**TO DO:**
Write out, word for word, only the lines from the one containing "Mark one point on each instance of the white cloth" through the final line of the data.

+++ INPUT MATERIAL

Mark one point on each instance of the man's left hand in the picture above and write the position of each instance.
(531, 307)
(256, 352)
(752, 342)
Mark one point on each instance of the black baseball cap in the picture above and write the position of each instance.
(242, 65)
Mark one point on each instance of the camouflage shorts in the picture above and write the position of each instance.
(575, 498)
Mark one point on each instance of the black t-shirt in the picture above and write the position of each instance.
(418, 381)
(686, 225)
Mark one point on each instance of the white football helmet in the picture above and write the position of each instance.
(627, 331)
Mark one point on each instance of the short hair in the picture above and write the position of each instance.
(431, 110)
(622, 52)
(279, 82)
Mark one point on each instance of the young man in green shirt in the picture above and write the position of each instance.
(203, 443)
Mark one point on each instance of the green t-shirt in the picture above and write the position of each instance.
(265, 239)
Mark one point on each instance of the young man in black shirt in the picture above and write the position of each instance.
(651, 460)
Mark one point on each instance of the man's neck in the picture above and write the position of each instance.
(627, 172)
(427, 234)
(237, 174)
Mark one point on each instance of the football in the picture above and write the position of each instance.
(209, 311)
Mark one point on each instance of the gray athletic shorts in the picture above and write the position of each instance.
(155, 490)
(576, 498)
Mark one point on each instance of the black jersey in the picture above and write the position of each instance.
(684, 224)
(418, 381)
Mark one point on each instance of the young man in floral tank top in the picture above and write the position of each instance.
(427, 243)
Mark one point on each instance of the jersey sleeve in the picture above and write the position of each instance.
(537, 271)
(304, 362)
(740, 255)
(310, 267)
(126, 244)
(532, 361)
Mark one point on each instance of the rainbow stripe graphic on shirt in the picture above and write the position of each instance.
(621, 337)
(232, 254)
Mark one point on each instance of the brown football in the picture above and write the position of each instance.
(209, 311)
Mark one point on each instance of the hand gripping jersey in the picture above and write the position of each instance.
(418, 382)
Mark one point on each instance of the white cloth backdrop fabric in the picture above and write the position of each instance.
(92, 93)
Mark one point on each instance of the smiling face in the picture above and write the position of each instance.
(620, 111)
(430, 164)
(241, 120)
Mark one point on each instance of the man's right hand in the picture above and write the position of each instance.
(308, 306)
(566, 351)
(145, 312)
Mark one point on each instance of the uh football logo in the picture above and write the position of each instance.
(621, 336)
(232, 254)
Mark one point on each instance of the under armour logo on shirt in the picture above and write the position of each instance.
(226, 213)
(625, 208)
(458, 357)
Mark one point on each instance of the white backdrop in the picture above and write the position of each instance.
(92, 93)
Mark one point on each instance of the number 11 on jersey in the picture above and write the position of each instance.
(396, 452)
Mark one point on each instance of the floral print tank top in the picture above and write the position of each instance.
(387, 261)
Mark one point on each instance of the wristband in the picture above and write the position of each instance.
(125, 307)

++++++

**ANSWER FOR THIS EXERCISE:**
Mark one point on each instance of the white cloth backdrop fabric in the picture above and write the position of each instance.
(92, 93)
Mark one point on each instance of the smiling face in the picture above and write the position of each instance.
(620, 111)
(430, 164)
(241, 120)
Mark one point on each instance of the man's right hand in the picture above and write the position of each instance.
(308, 306)
(566, 351)
(145, 312)
Mark one point on each instance of the uh football logo in the picture above and write the position of each instance.
(621, 336)
(232, 254)
Mark one point on each instance of the under armour logo on shirt in the picture above and write the position of each instance.
(226, 213)
(625, 208)
(458, 357)
Mark one point on each instance of the white backdrop in the picture above and write the position of each instance.
(92, 93)
Mark one point on each instance of the number 11 on jersey in the picture above and write the position of each instance.
(396, 452)
Mark one point on each instance of the floral print tank top in the picture above and write the position of each instance.
(387, 261)
Mark one point on each instance of the wristband in the picture above and write the position of each instance.
(125, 307)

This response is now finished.